__ACTION ITEM__: Write out the entries exactly. None of the pictures should appear in the copy.

__MATERIAL SHOWN__:
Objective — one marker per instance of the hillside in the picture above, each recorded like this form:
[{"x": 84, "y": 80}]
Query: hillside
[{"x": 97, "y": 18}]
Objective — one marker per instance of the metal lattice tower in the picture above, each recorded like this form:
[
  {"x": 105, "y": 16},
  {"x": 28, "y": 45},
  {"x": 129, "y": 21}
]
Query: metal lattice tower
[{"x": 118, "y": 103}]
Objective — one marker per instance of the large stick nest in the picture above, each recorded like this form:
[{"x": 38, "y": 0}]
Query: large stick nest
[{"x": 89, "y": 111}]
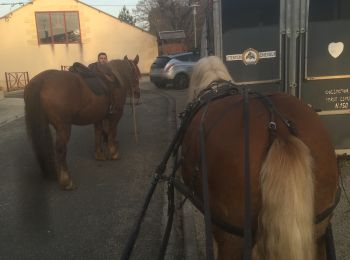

__RESULT__:
Objective — one marker per instance of the hillside in the picture above, each recorded like this form:
[{"x": 84, "y": 80}]
Query: hillside
[{"x": 97, "y": 18}]
Objective — one marker per instance of the metal lattice tower in the picture above, each recorded like this form:
[
  {"x": 105, "y": 16},
  {"x": 28, "y": 45},
  {"x": 129, "y": 21}
]
Query: metal lattice tower
[{"x": 118, "y": 103}]
Objective — one marker per instance of the large stick nest in the picture above, each recorded like this form:
[{"x": 38, "y": 0}]
Query: large stick nest
[{"x": 89, "y": 111}]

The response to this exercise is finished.